## APPLY WHAT YOU READ
1) From the text on ingrown toenails, extract the passage starting at "What Are Ingrown" and ending at "condition clears up.".
2) According to the text on ingrown toenails, how many times a day should the foot be soaked in warm water?

## TEXT FOR ANALYSIS
* * *

Ingrown Toenail Treatments

A number of over-the-counter treatments for ingrown toenails are available. These topical nail products may contain botanical ingredients like menthol and tea tree oil to decrease inflammation. Other topical agents may contain salicylic acid, which relieves pain and softens nails. Over-the-counter remedies should not be used by those who have diabetes, poor circulation, or an infection of the foot.


What Are Ingrown Toenail Home Remedies?


If it is early in the course of the ingrown toenail, then home care may be successful in preventing the need for surgery.

  • Soak the foot in warm water four times a day. There is no need to add soap, Epsom salts, or antibacterial agents to the water.

  • Wash the foot, including the affected area, twice a day with soapy water. Keep the foot clean and dry during the rest of the day.

  • Do not wear high heels or tight-fitting shoes. Consider wearing sandals, if possible, until the condition clears up.

  • Try to lift up the corner of the nail that is digging into the skin. Take a small piece of cotton or gauze and roll it between the fingers to form a small roll or wick. Then place the roll between the nail and the skin to keep it elevated. This is painful but is the most important part of home treatment. After every soaking, try to push the roll a little farther in. Change the roll out every day. It may take from seven to 15 days for the nail to grow out so that it does not poke into the skin any longer.

* * *

## Stored dataset items

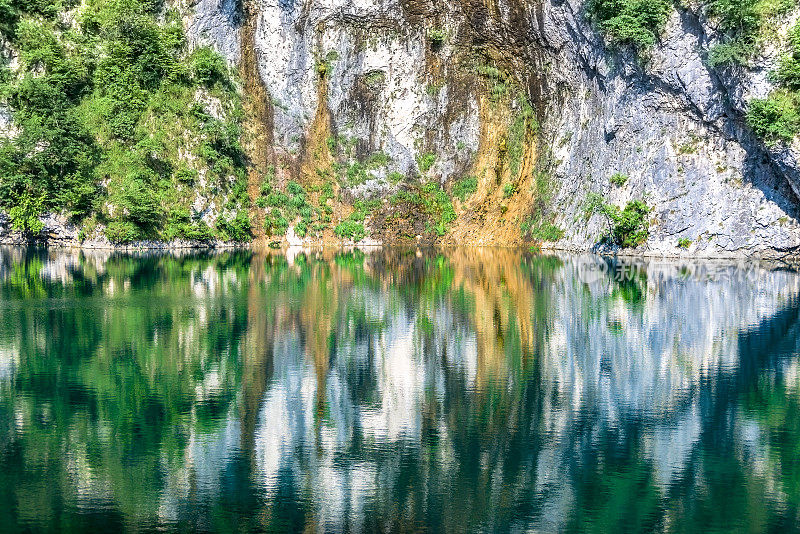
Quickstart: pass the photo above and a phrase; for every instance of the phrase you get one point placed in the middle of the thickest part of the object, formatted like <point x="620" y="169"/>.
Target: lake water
<point x="454" y="390"/>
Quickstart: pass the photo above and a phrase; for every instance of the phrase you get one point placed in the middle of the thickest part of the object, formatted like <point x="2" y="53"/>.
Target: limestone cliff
<point x="439" y="88"/>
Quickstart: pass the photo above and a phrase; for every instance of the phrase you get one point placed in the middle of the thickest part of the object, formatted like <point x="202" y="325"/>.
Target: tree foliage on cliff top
<point x="106" y="102"/>
<point x="632" y="22"/>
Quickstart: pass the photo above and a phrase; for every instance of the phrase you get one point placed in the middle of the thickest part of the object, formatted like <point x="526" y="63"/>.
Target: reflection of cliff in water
<point x="403" y="389"/>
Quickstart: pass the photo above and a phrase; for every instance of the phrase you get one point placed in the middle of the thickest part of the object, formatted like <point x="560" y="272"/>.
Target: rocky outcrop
<point x="405" y="78"/>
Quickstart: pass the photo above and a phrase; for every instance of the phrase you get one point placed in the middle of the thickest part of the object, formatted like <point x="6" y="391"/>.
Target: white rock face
<point x="215" y="23"/>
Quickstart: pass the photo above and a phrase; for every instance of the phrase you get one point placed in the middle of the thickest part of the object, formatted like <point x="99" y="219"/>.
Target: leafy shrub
<point x="438" y="205"/>
<point x="349" y="229"/>
<point x="238" y="229"/>
<point x="25" y="214"/>
<point x="111" y="99"/>
<point x="788" y="73"/>
<point x="630" y="225"/>
<point x="618" y="179"/>
<point x="122" y="232"/>
<point x="542" y="231"/>
<point x="426" y="161"/>
<point x="775" y="118"/>
<point x="437" y="37"/>
<point x="465" y="187"/>
<point x="208" y="67"/>
<point x="634" y="22"/>
<point x="741" y="21"/>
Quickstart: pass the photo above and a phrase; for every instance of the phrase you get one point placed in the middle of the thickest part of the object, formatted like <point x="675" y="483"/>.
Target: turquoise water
<point x="455" y="390"/>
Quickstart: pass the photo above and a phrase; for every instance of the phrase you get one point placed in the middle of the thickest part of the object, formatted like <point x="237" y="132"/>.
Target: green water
<point x="456" y="390"/>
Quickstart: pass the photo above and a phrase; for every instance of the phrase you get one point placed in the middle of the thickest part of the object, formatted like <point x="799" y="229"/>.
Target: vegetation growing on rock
<point x="631" y="22"/>
<point x="117" y="121"/>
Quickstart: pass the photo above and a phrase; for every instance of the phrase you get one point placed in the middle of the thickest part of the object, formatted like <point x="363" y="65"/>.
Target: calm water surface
<point x="459" y="390"/>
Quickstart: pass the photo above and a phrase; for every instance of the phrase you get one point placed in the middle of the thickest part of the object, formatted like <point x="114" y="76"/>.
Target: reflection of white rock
<point x="606" y="361"/>
<point x="9" y="360"/>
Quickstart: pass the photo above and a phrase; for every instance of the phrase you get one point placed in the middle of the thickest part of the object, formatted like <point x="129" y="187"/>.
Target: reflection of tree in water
<point x="108" y="389"/>
<point x="447" y="390"/>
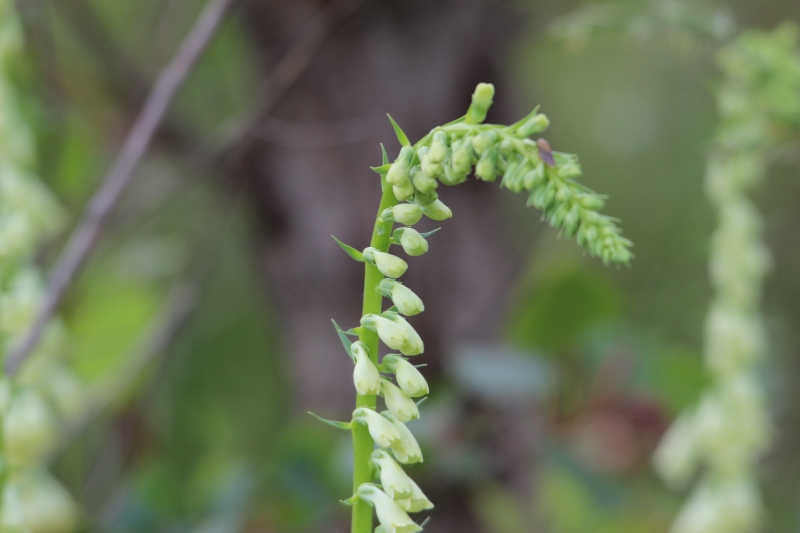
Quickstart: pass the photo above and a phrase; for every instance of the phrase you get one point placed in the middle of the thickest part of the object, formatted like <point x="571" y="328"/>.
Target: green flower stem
<point x="362" y="442"/>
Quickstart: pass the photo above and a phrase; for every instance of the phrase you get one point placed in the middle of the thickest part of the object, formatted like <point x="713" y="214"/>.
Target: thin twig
<point x="85" y="235"/>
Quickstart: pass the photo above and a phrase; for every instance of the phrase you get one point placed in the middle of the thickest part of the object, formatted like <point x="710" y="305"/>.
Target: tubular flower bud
<point x="365" y="375"/>
<point x="395" y="481"/>
<point x="401" y="406"/>
<point x="408" y="377"/>
<point x="407" y="214"/>
<point x="398" y="173"/>
<point x="437" y="211"/>
<point x="391" y="516"/>
<point x="412" y="242"/>
<point x="417" y="502"/>
<point x="389" y="265"/>
<point x="391" y="333"/>
<point x="535" y="124"/>
<point x="407" y="451"/>
<point x="403" y="192"/>
<point x="382" y="431"/>
<point x="28" y="429"/>
<point x="481" y="101"/>
<point x="413" y="343"/>
<point x="438" y="151"/>
<point x="403" y="298"/>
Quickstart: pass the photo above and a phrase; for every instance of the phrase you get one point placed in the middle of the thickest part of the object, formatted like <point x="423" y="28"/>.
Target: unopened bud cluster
<point x="446" y="155"/>
<point x="31" y="500"/>
<point x="730" y="428"/>
<point x="449" y="153"/>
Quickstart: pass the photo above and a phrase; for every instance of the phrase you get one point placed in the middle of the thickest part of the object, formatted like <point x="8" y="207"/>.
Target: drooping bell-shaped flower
<point x="403" y="298"/>
<point x="406" y="214"/>
<point x="407" y="451"/>
<point x="417" y="501"/>
<point x="391" y="333"/>
<point x="389" y="265"/>
<point x="413" y="344"/>
<point x="412" y="242"/>
<point x="396" y="483"/>
<point x="408" y="377"/>
<point x="365" y="374"/>
<point x="382" y="430"/>
<point x="391" y="516"/>
<point x="436" y="210"/>
<point x="399" y="404"/>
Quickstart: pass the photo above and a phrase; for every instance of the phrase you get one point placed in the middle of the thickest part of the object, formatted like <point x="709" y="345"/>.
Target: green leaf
<point x="338" y="425"/>
<point x="344" y="339"/>
<point x="400" y="135"/>
<point x="352" y="252"/>
<point x="429" y="233"/>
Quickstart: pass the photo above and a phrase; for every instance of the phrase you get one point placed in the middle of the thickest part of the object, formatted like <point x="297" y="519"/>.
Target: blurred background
<point x="203" y="316"/>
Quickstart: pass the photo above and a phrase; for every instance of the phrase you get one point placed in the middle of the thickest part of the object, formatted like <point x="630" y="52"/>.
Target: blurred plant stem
<point x="362" y="442"/>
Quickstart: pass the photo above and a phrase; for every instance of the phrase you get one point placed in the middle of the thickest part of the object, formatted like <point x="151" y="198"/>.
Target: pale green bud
<point x="401" y="406"/>
<point x="407" y="451"/>
<point x="536" y="124"/>
<point x="389" y="265"/>
<point x="462" y="157"/>
<point x="412" y="242"/>
<point x="46" y="506"/>
<point x="417" y="502"/>
<point x="398" y="173"/>
<point x="403" y="298"/>
<point x="382" y="431"/>
<point x="436" y="210"/>
<point x="403" y="192"/>
<point x="423" y="182"/>
<point x="424" y="199"/>
<point x="413" y="343"/>
<point x="438" y="150"/>
<point x="29" y="428"/>
<point x="408" y="214"/>
<point x="482" y="142"/>
<point x="487" y="165"/>
<point x="408" y="377"/>
<point x="365" y="375"/>
<point x="481" y="101"/>
<point x="395" y="481"/>
<point x="391" y="333"/>
<point x="391" y="516"/>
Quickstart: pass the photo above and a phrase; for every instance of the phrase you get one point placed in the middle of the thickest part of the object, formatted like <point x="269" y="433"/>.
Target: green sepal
<point x="338" y="425"/>
<point x="345" y="340"/>
<point x="351" y="501"/>
<point x="352" y="252"/>
<point x="400" y="135"/>
<point x="429" y="233"/>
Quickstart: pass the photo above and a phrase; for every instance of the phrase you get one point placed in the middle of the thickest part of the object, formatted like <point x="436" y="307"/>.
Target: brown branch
<point x="85" y="235"/>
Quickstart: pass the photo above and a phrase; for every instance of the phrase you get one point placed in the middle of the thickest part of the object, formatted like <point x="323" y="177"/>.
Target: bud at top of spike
<point x="365" y="374"/>
<point x="382" y="430"/>
<point x="481" y="101"/>
<point x="399" y="404"/>
<point x="403" y="298"/>
<point x="436" y="210"/>
<point x="408" y="377"/>
<point x="536" y="124"/>
<point x="395" y="481"/>
<point x="412" y="242"/>
<point x="389" y="265"/>
<point x="407" y="214"/>
<point x="391" y="516"/>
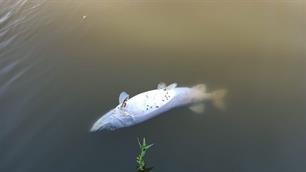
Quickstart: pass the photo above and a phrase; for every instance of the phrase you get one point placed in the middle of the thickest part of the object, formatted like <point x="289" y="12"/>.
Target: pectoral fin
<point x="161" y="85"/>
<point x="171" y="86"/>
<point x="197" y="108"/>
<point x="123" y="96"/>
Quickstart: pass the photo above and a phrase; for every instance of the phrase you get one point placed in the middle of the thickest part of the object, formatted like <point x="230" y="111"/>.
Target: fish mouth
<point x="102" y="123"/>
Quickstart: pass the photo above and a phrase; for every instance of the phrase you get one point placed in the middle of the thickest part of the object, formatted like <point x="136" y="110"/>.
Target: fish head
<point x="112" y="120"/>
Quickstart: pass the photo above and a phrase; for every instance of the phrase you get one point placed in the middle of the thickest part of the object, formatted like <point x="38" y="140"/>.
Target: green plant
<point x="140" y="158"/>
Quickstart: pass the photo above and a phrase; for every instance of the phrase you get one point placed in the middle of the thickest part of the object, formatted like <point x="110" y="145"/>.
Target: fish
<point x="149" y="104"/>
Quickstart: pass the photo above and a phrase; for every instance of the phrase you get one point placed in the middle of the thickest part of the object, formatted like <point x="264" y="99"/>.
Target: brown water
<point x="59" y="71"/>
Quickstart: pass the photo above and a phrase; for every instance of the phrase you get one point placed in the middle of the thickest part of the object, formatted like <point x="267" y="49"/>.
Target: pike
<point x="149" y="104"/>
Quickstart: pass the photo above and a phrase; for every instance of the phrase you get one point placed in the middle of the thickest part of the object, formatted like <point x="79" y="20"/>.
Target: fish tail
<point x="217" y="97"/>
<point x="199" y="92"/>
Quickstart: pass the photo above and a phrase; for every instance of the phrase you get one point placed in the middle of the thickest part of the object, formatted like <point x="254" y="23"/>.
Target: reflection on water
<point x="59" y="72"/>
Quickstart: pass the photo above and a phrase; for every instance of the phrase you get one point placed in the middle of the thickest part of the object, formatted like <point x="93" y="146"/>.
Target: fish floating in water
<point x="149" y="104"/>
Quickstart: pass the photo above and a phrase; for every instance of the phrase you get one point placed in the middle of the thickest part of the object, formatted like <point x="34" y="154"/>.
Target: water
<point x="59" y="71"/>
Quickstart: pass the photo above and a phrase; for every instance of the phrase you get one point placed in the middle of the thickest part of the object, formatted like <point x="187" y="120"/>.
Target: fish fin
<point x="171" y="86"/>
<point x="123" y="96"/>
<point x="200" y="87"/>
<point x="161" y="85"/>
<point x="197" y="108"/>
<point x="218" y="98"/>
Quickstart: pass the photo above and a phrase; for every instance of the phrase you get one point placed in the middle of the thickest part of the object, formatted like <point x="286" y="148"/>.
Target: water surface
<point x="63" y="63"/>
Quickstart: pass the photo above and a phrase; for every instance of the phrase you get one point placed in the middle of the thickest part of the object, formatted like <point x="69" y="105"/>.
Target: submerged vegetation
<point x="141" y="165"/>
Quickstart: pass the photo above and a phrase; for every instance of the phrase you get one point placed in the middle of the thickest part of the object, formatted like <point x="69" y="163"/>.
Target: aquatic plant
<point x="140" y="157"/>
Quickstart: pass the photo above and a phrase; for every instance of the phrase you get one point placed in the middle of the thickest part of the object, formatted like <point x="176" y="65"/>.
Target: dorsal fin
<point x="197" y="108"/>
<point x="171" y="86"/>
<point x="161" y="85"/>
<point x="123" y="96"/>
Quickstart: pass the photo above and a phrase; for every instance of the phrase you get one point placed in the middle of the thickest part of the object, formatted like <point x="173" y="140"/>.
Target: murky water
<point x="63" y="63"/>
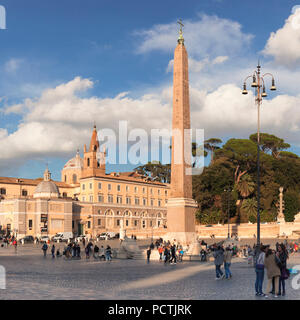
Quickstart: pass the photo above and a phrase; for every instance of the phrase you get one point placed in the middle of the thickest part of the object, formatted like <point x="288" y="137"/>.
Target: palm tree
<point x="249" y="206"/>
<point x="245" y="186"/>
<point x="211" y="145"/>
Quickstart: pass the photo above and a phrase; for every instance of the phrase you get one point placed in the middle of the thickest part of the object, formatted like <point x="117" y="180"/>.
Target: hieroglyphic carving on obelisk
<point x="181" y="206"/>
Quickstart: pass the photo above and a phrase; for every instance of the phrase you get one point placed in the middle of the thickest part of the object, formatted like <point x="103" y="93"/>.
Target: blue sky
<point x="49" y="43"/>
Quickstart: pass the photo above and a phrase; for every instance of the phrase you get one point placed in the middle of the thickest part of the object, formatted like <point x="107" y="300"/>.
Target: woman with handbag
<point x="273" y="271"/>
<point x="283" y="255"/>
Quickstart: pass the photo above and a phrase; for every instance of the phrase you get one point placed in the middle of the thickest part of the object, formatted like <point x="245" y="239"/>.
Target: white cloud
<point x="206" y="36"/>
<point x="284" y="44"/>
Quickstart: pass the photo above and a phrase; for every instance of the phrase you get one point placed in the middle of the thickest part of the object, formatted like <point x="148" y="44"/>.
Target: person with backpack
<point x="148" y="254"/>
<point x="53" y="251"/>
<point x="260" y="270"/>
<point x="282" y="255"/>
<point x="272" y="264"/>
<point x="45" y="248"/>
<point x="227" y="263"/>
<point x="108" y="253"/>
<point x="219" y="260"/>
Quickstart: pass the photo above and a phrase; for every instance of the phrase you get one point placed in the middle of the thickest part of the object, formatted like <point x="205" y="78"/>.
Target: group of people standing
<point x="73" y="251"/>
<point x="275" y="264"/>
<point x="221" y="257"/>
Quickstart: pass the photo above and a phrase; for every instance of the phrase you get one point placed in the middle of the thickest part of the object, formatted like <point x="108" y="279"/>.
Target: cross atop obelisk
<point x="180" y="38"/>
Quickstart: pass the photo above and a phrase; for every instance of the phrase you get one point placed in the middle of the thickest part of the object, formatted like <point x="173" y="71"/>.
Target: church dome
<point x="74" y="163"/>
<point x="46" y="188"/>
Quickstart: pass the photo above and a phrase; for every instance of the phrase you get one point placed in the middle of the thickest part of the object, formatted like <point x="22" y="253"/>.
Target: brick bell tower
<point x="181" y="206"/>
<point x="93" y="159"/>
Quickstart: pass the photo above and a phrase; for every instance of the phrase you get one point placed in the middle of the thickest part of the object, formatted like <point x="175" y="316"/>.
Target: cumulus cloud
<point x="60" y="120"/>
<point x="206" y="36"/>
<point x="284" y="44"/>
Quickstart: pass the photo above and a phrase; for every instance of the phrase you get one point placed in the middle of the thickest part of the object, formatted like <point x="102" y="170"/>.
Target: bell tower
<point x="93" y="159"/>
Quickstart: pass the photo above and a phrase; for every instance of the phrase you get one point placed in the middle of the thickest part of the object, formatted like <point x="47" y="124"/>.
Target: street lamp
<point x="228" y="190"/>
<point x="258" y="84"/>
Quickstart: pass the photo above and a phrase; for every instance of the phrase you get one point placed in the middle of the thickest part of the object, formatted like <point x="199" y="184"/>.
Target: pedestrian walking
<point x="260" y="270"/>
<point x="173" y="254"/>
<point x="45" y="248"/>
<point x="148" y="254"/>
<point x="283" y="255"/>
<point x="160" y="251"/>
<point x="108" y="253"/>
<point x="53" y="251"/>
<point x="167" y="254"/>
<point x="227" y="263"/>
<point x="96" y="252"/>
<point x="219" y="260"/>
<point x="273" y="271"/>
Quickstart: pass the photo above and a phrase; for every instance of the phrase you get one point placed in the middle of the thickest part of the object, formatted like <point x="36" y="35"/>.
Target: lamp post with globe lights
<point x="258" y="83"/>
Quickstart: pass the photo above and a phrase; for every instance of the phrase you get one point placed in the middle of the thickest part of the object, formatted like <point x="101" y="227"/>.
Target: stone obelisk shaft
<point x="181" y="206"/>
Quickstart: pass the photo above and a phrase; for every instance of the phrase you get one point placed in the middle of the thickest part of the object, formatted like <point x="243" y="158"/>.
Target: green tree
<point x="211" y="145"/>
<point x="270" y="143"/>
<point x="291" y="204"/>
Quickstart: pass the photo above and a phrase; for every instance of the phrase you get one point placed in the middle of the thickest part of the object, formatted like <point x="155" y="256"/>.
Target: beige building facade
<point x="87" y="200"/>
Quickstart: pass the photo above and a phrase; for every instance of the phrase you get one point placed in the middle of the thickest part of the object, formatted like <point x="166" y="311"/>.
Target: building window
<point x="119" y="199"/>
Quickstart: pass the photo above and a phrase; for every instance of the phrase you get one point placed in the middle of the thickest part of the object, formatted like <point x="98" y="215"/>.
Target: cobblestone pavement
<point x="30" y="276"/>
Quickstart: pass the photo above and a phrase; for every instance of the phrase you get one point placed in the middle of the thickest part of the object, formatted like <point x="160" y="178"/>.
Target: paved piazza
<point x="30" y="276"/>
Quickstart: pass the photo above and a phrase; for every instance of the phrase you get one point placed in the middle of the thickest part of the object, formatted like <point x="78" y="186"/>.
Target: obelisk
<point x="181" y="206"/>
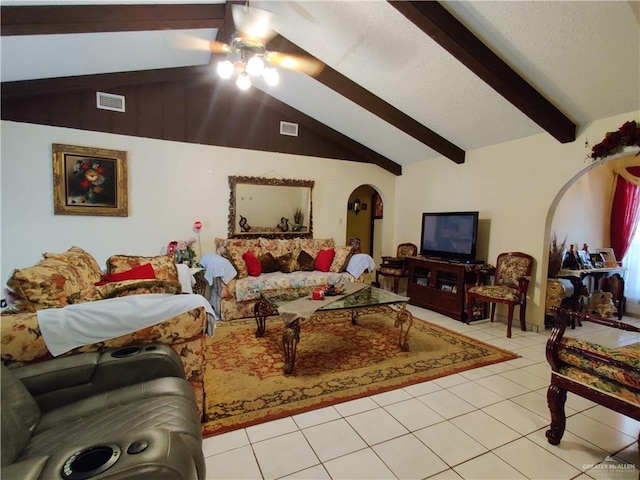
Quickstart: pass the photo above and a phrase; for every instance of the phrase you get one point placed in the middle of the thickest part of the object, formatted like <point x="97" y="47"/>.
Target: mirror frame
<point x="274" y="182"/>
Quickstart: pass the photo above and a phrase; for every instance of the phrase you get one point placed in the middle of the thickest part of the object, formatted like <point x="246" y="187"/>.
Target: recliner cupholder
<point x="126" y="352"/>
<point x="90" y="462"/>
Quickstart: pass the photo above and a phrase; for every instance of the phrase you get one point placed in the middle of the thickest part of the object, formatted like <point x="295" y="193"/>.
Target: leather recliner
<point x="119" y="414"/>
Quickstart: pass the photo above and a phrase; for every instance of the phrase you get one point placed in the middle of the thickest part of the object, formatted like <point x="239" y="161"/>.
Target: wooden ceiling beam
<point x="434" y="20"/>
<point x="65" y="19"/>
<point x="374" y="104"/>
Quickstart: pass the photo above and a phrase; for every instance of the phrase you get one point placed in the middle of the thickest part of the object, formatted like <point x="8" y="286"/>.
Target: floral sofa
<point x="73" y="278"/>
<point x="259" y="265"/>
<point x="607" y="376"/>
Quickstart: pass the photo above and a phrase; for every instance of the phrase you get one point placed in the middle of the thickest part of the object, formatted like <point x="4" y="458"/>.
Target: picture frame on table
<point x="597" y="260"/>
<point x="89" y="181"/>
<point x="609" y="257"/>
<point x="378" y="207"/>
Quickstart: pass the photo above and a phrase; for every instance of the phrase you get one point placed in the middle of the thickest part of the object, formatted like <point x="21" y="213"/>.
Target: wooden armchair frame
<point x="516" y="293"/>
<point x="560" y="384"/>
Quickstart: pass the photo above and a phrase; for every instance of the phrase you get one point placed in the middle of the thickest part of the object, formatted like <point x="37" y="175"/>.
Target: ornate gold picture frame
<point x="89" y="181"/>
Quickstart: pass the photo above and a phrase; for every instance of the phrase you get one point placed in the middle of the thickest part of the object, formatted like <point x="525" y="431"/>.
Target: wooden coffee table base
<point x="291" y="333"/>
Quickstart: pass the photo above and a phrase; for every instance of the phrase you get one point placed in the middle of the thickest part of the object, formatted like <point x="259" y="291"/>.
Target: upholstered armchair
<point x="512" y="277"/>
<point x="607" y="376"/>
<point x="396" y="267"/>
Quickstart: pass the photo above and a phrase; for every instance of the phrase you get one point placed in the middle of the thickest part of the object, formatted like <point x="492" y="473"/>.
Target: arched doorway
<point x="589" y="192"/>
<point x="363" y="218"/>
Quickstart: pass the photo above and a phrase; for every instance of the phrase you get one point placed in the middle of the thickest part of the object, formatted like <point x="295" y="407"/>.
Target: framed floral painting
<point x="89" y="181"/>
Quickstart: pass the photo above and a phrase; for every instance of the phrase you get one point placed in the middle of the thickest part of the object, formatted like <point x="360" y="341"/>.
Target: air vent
<point x="288" y="128"/>
<point x="109" y="101"/>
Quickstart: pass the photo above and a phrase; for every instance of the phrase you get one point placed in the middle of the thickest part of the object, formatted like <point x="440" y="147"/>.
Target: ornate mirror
<point x="270" y="207"/>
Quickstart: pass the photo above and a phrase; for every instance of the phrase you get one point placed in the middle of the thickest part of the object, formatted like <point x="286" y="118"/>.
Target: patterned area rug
<point x="336" y="362"/>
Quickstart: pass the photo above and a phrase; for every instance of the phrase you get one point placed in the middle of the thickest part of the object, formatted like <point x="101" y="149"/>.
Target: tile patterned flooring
<point x="486" y="423"/>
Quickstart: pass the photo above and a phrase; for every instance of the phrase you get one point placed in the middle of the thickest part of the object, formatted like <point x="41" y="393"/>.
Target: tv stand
<point x="438" y="285"/>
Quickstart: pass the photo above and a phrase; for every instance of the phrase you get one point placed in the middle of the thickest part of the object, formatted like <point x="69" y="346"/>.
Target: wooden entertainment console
<point x="439" y="285"/>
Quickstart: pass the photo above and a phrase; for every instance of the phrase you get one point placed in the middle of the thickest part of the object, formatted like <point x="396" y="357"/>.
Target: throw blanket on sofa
<point x="64" y="329"/>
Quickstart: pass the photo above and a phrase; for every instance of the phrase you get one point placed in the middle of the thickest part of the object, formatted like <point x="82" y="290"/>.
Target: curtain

* * *

## RESPONSES FOR EACH TASK
1)
What Are Ingrown Toenail Home Remedies?


If it is early in the course of the ingrown toenail, then home care may be successful in preventing the need for surgery.

  • Soak the foot in warm water four times a day. There is no need to add soap, Epsom salts, or antibacterial agents to the water.

  • Wash the foot, including the affected area, twice a day with soapy water. Keep the foot clean and dry during the rest of the day.

  • Do not wear high heels or tight-fitting shoes. Consider wearing sandals, if possible, until the condition clears up.

2) Four times a day.